Format every line of the entries below as a Markdown table with two columns, "Row" holding the row number and "Line" holding the line itself, and omit any blank lines.
________________________________________
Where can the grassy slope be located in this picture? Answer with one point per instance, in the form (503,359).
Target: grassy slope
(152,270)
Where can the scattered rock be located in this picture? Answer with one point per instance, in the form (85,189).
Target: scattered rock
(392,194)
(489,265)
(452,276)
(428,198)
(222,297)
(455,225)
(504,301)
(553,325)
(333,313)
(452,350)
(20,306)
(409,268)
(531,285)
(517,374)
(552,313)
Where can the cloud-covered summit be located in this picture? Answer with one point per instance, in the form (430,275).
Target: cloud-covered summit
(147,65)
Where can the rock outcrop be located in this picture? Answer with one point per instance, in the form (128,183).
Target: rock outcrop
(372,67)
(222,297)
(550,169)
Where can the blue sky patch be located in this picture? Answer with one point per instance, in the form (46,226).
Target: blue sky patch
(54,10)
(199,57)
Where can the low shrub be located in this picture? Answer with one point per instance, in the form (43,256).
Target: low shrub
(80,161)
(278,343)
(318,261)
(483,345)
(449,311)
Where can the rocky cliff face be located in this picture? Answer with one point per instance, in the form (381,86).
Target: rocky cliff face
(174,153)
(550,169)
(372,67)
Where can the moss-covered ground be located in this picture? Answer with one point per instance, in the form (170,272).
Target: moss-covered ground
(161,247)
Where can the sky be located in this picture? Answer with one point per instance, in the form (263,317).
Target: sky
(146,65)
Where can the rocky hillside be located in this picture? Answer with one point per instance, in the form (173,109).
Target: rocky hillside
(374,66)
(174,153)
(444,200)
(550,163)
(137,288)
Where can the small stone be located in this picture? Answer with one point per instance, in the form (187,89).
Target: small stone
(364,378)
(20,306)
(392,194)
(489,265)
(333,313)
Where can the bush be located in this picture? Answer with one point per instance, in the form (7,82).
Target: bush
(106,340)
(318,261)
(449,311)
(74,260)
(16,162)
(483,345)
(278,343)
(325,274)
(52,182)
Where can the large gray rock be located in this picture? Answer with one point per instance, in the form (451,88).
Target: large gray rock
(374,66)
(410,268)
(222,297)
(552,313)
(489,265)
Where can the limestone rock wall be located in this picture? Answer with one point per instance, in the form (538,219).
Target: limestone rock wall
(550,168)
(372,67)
________________________________________
Correct response:
| Row | Line |
|---|---|
| 1 | Where can the grassy slope be located in this picture? Answer with one point per instance, in the form (503,359). |
| 2 | Target: grassy slope |
| 3 | (152,270) |
| 4 | Where can the scattered rock be located in this picture? Answer with one point per instance, in the form (85,189). |
| 5 | Target: scattered rock |
| 6 | (392,194) |
| 7 | (489,265) |
| 8 | (452,276) |
| 9 | (428,198) |
| 10 | (222,297) |
| 11 | (455,225) |
| 12 | (504,301) |
| 13 | (553,325) |
| 14 | (333,313) |
| 15 | (452,350) |
| 16 | (20,306) |
| 17 | (409,268) |
| 18 | (531,285) |
| 19 | (517,374) |
| 20 | (552,313) |
| 21 | Where can the cloud-covered summit be located in this picture? Answer with one point per instance, in the form (430,275). |
| 22 | Target: cloud-covered summit |
| 23 | (147,65) |
| 24 | Where can the rock outcrop be located in this picture? Answer with one point per instance, in the form (128,183). |
| 25 | Target: rock outcrop |
| 26 | (372,67) |
| 27 | (222,297) |
| 28 | (550,169) |
| 29 | Where can the blue sky patch be located in this picture? Answer with one point per instance, in the form (46,226). |
| 30 | Target: blue sky patch |
| 31 | (54,10) |
| 32 | (199,57) |
| 33 | Where can the low shrub be located in this picture? Answer with one point per instance, in the form (43,256). |
| 34 | Target: low shrub |
| 35 | (80,161) |
| 36 | (278,343) |
| 37 | (318,261) |
| 38 | (483,345) |
| 39 | (449,311) |
| 40 | Where can the rocky cliff face be located in this picture? Answer with one point per instance, in the form (381,86). |
| 41 | Target: rocky cliff face |
| 42 | (174,153) |
| 43 | (550,169) |
| 44 | (372,67) |
| 45 | Where can the moss-covered ground be located in this picture? Answer with one point per instance, in the form (170,272). |
| 46 | Target: moss-covered ground |
| 47 | (161,247) |
| 48 | Where can the sky be located in this picture? Answer with one point per instance, in the form (263,317). |
| 49 | Target: sky |
| 50 | (146,65) |
| 51 | Where can the rocky hillside be located in this picture? Answer with one point per instance, in the form (173,109). |
| 52 | Target: rocky hillside |
| 53 | (374,66) |
| 54 | (174,153) |
| 55 | (444,200) |
| 56 | (550,163) |
| 57 | (137,288) |
| 58 | Where can the small stone be located in this picture? Answer with one point per instance, in the form (187,89). |
| 59 | Target: small stone |
| 60 | (364,378) |
| 61 | (20,306) |
| 62 | (392,194) |
| 63 | (489,265) |
| 64 | (333,313) |
| 65 | Where can the bush be located in this picture? Answer with one point per instance, in the form (7,82). |
| 66 | Target: bush |
| 67 | (106,340) |
| 68 | (318,261) |
| 69 | (449,311) |
| 70 | (74,260) |
| 71 | (16,162) |
| 72 | (483,345) |
| 73 | (278,343) |
| 74 | (325,274) |
| 75 | (52,182) |
| 76 | Where can the large gray rock be located in this picture? Answer with one point per instance, in the form (451,88). |
| 77 | Target: large gray rock |
| 78 | (374,66) |
| 79 | (410,268) |
| 80 | (222,297) |
| 81 | (552,313) |
| 82 | (489,265) |
| 83 | Where can the limestone rock wall be located in this picture? Answer with one point per instance, in the form (538,219). |
| 84 | Target: limestone rock wall |
| 85 | (550,168) |
| 86 | (372,67) |